(Stored entries)
+++++

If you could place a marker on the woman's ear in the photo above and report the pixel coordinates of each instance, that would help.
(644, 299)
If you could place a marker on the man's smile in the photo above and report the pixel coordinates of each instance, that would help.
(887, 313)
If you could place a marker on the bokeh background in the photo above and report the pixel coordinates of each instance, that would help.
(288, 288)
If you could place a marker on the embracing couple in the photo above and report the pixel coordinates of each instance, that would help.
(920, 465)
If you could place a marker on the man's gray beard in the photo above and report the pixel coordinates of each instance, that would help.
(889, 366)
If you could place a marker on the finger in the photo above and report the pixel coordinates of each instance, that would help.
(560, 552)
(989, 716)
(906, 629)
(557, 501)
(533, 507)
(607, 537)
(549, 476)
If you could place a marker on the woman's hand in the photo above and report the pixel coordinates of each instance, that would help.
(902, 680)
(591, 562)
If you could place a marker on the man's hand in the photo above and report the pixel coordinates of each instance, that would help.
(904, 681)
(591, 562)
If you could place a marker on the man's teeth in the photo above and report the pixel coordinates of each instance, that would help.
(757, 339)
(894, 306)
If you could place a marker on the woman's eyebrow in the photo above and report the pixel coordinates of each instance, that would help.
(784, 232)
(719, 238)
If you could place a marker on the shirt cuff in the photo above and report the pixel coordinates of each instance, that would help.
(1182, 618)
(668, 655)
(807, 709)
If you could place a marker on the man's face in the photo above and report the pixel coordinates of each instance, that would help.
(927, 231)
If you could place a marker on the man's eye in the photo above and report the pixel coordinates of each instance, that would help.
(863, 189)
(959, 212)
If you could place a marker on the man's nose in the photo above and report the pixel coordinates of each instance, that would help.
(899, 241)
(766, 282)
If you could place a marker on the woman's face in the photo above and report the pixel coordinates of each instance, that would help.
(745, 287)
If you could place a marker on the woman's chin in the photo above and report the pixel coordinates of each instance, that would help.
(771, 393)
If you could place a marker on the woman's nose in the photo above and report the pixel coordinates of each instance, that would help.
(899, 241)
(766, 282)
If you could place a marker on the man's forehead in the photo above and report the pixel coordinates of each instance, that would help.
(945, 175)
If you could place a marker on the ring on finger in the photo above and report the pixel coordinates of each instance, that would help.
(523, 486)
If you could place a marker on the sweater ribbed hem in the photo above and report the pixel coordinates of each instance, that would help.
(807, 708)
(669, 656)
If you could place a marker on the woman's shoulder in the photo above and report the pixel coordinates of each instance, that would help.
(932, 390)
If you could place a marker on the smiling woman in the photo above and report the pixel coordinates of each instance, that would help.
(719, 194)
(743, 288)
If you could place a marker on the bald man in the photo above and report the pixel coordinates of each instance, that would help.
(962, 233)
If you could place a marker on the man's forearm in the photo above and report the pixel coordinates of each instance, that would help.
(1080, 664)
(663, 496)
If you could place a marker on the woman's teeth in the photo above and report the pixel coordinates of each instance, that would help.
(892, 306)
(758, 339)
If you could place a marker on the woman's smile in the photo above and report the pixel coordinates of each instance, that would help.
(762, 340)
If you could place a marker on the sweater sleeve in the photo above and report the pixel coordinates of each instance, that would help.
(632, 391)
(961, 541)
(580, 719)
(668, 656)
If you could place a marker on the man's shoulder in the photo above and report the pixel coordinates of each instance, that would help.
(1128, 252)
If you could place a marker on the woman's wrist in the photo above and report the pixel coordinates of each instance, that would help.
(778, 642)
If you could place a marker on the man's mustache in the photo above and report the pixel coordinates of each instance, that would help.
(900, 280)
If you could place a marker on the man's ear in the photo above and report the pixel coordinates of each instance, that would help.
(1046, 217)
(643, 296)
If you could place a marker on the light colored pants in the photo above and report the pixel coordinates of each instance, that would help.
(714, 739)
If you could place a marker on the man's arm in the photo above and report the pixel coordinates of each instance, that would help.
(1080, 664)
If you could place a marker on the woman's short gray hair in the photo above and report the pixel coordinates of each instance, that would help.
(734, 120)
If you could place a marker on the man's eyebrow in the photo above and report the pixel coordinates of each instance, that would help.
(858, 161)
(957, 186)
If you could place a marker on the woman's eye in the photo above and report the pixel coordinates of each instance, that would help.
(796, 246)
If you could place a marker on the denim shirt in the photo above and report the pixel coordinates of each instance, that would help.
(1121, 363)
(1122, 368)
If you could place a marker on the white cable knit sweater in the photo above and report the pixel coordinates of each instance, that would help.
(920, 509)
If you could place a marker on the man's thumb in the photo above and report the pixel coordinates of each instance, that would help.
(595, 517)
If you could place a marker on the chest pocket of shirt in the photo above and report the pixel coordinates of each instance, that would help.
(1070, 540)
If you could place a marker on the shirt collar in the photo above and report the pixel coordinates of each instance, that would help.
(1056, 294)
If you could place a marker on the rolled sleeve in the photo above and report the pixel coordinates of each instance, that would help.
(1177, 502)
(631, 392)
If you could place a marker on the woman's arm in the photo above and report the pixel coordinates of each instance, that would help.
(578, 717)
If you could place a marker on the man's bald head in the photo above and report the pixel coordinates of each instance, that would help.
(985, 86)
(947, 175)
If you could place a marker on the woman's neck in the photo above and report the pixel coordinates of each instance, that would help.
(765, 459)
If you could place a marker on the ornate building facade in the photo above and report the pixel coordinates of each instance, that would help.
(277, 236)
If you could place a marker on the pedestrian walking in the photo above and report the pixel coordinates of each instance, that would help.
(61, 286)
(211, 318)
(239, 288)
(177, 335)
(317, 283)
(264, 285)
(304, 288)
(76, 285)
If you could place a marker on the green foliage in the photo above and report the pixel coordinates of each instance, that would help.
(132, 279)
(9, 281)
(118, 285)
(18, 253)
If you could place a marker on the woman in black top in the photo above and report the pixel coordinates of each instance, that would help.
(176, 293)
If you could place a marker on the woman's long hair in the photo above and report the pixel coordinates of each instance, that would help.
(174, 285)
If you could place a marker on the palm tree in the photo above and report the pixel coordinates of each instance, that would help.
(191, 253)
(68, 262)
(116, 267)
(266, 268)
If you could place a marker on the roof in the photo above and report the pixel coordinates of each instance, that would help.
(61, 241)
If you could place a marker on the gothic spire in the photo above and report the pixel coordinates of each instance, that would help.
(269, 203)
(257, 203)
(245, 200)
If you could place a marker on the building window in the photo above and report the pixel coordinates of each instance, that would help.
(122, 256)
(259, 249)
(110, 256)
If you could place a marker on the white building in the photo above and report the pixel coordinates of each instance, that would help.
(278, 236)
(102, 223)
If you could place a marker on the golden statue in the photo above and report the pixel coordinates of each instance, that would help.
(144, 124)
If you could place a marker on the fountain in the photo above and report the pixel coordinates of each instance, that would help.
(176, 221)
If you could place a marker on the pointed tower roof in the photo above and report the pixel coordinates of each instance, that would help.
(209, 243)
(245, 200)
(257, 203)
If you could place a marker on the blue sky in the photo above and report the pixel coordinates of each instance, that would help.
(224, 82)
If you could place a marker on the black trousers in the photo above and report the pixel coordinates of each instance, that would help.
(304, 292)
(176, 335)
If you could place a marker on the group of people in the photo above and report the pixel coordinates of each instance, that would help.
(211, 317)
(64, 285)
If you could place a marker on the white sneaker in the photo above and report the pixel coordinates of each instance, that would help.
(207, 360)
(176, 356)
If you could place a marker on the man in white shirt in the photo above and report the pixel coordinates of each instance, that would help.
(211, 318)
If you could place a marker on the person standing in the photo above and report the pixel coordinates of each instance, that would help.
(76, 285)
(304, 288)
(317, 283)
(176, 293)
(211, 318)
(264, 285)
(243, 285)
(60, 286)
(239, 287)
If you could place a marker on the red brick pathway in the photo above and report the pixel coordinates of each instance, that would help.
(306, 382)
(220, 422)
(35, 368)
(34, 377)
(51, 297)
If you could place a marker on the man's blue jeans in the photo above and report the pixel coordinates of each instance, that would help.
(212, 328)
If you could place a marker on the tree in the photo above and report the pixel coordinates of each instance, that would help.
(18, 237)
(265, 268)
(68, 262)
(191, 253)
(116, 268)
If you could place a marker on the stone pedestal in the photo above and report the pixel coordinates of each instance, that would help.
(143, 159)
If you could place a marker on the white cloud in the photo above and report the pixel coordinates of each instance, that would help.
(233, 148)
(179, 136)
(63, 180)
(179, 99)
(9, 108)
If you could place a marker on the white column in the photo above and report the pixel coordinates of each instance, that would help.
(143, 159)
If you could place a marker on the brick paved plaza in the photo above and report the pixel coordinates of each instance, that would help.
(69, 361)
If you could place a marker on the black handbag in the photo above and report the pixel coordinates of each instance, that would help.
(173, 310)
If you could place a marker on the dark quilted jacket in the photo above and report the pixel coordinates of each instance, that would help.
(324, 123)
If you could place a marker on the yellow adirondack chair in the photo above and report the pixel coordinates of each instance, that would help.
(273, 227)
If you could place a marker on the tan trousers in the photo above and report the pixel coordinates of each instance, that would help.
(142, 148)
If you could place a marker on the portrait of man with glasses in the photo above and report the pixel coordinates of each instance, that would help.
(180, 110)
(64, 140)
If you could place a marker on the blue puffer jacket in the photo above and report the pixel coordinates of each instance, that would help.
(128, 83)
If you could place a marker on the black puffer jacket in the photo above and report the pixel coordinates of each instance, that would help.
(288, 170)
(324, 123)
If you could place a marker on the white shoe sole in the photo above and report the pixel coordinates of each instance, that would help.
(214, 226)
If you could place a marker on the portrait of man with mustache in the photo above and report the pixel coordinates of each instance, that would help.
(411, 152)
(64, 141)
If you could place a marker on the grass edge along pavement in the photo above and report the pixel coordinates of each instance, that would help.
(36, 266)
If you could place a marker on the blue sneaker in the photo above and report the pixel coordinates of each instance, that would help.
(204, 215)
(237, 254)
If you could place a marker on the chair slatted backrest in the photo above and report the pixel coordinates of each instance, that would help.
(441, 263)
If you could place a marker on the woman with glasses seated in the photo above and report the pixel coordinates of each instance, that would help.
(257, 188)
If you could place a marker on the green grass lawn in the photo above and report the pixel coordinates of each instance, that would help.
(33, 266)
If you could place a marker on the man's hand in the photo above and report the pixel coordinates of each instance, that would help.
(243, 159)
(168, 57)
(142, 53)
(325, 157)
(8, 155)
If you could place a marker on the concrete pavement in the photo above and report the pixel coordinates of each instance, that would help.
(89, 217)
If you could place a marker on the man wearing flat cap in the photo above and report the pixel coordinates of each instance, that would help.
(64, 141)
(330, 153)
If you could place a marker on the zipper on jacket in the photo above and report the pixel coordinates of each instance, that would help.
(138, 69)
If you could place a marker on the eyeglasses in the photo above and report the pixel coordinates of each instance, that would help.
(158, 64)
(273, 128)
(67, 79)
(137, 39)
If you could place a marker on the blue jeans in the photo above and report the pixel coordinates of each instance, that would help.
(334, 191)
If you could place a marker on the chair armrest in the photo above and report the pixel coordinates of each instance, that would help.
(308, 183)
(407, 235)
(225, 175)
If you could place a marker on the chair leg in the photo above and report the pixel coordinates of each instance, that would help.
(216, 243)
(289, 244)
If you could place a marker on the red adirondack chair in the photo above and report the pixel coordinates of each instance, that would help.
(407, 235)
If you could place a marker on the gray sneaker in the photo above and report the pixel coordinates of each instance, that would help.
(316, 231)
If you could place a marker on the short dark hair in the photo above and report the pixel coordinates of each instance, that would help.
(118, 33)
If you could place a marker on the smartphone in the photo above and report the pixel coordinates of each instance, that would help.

+++++

Try it -
Output exactly the lines from the one containing "If you could place a marker on the short" through the last line of the entries, both ends included.

Result of this task -
If you could place a marker on the short dark hair in the photo above and report the pixel coordinates of each instance, that would help.
(118, 33)
If you could place a marker on the smartphone in the photo above and report the pixel coordinates of each instance, that would help.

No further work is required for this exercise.